__Text shown__
- Opening Delimiter -

Recently, I have decided to try and get into better shape. I have always looked the part thanks to good genetics, but it's something that everyone goes through in their life - can I work hard at my age and really change my body? I am motivated by a few things - I want to be an example to my family, and I want to impress my wife. She doesn't really know how important that it is to me for her to continue liking the way I look. I guess it may seem a bit ridiculous given my whole take on love and what it truly means, but I guess that is the physical aspect that I put upon myself in our relationship.
There are two really tough aspects to making this whole body conditioning thing work. First, it is the unending availability of bad food. I try and make myself eat right and avoid the wrong things - thank goodness my will power is stronger than most! It is just the maintaining that is always tough. I hope that my wife and I can grow into our new love for healthy food choices - thank you bountiful baskets!! The second factor that makes my effort tougher is that everyone seems to think that I don't need to do all the working out. Most people look at me and assume that everything is fine and sometimes resent me for talking about my efforts and the weight I may lose. It's not terribly motivating when people resent and talk down your successes.

- Closing Delimiter -

__Supplied records__
- Opening Delimiter -

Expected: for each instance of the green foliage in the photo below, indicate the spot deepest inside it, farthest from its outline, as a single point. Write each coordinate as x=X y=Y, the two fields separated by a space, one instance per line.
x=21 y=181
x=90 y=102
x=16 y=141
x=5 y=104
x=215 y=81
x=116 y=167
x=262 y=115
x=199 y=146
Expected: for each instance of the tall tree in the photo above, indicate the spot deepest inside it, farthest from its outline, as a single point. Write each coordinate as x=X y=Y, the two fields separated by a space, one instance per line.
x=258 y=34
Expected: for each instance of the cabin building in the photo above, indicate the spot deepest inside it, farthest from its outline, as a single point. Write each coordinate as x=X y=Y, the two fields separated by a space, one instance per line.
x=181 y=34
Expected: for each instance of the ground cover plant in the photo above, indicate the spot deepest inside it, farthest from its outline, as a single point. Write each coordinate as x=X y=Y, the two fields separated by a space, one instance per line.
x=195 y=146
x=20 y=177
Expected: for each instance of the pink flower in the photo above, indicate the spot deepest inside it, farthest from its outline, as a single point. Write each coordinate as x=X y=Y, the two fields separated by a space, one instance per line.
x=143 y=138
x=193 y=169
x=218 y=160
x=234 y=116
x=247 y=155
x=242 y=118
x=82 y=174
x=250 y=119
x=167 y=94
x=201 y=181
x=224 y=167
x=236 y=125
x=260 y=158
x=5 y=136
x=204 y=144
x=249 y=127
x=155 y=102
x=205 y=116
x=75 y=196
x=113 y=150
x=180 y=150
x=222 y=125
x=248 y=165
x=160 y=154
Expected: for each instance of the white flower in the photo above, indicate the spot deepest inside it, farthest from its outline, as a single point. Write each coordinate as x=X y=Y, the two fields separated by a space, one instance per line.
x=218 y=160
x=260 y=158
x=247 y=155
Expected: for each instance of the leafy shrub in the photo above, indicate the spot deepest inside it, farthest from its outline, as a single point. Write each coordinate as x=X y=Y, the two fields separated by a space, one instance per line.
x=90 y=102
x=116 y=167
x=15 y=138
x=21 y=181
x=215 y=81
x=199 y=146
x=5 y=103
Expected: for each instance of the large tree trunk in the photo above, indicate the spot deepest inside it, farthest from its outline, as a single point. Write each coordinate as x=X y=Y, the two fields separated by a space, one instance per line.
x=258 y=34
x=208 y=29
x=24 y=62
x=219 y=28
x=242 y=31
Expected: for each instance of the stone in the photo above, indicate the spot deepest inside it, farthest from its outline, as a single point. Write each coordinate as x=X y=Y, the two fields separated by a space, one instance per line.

- Closing Delimiter -

__Task instructions__
• a. In the text about getting into better shape, what is the first of the two tough aspects of making body conditioning work?
• b. Write out the text about getting into better shape again, starting at the words "There are two" and ending after "down your successes.", and switch "bad food" to "junk food".

__Results__
• a. The first tough aspect is the unending availability of bad food.

• b.
There are two really tough aspects to making this whole body conditioning thing work. First, it is the unending availability of junk food. I try and make myself eat right and avoid the wrong things - thank goodness my will power is stronger than most! It is just the maintaining that is always tough. I hope that my wife and I can grow into our new love for healthy food choices - thank you bountiful baskets!! The second factor that makes my effort tougher is that everyone seems to think that I don't need to do all the working out. Most people look at me and assume that everything is fine and sometimes resent me for talking about my efforts and the weight I may lose. It's not terribly motivating when people resent and talk down your successes.